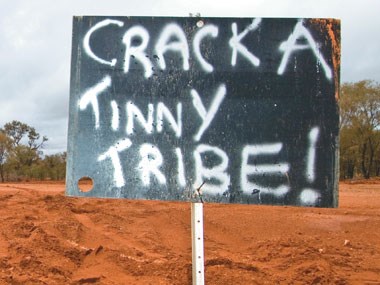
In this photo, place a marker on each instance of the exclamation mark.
(310, 170)
(309, 197)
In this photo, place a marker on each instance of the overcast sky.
(35, 46)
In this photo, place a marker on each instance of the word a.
(173, 39)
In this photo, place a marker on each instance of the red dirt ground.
(47, 238)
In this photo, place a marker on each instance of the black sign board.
(247, 106)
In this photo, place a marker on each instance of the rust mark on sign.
(331, 28)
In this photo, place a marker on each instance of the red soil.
(47, 238)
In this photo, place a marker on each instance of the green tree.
(23, 148)
(360, 127)
(5, 146)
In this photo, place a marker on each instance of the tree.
(360, 127)
(5, 145)
(17, 131)
(22, 146)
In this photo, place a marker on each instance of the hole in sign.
(85, 184)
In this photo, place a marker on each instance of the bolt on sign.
(247, 106)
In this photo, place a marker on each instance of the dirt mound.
(47, 238)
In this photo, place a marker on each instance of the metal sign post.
(197, 243)
(197, 238)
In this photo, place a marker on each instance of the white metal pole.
(197, 243)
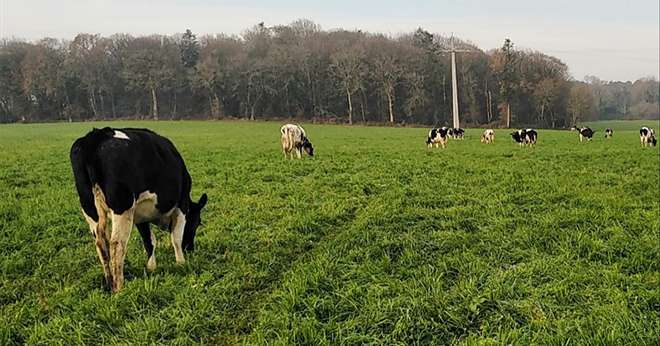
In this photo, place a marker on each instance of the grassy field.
(375, 240)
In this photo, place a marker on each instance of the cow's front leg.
(101, 244)
(121, 231)
(149, 242)
(177, 226)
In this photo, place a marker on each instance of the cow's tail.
(82, 157)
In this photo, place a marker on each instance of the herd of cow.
(137, 177)
(439, 136)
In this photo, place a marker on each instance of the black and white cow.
(456, 133)
(437, 137)
(294, 139)
(647, 136)
(585, 133)
(488, 136)
(525, 137)
(133, 176)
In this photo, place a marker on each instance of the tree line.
(301, 71)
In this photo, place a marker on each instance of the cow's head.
(193, 219)
(307, 146)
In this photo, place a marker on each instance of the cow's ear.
(202, 201)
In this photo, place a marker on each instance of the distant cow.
(525, 137)
(488, 136)
(456, 133)
(437, 136)
(585, 133)
(133, 176)
(294, 140)
(647, 136)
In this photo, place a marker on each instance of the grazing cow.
(294, 139)
(488, 136)
(133, 176)
(438, 137)
(585, 132)
(525, 137)
(456, 133)
(647, 136)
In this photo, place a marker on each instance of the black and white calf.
(647, 136)
(525, 137)
(456, 133)
(437, 137)
(133, 176)
(294, 139)
(585, 133)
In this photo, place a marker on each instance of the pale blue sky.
(615, 40)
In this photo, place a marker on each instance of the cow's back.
(127, 162)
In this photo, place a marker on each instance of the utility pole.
(454, 82)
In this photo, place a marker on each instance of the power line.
(454, 82)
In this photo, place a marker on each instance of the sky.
(611, 39)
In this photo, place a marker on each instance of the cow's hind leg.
(101, 244)
(121, 231)
(149, 242)
(178, 224)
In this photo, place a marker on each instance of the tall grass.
(374, 240)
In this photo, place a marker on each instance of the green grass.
(374, 240)
(623, 125)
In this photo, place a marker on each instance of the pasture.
(374, 240)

● WHAT THE EXERCISE ASKS:
Please rewrite the entries from the line that has "of the pasture." through the last line of the entries, keeping every line. Multiply each coordinate in the answers by 2.15 and round to whole numbers, with halves rounding up.

● ANSWER:
In this photo, place a marker on each instance of the pasture.
(804, 516)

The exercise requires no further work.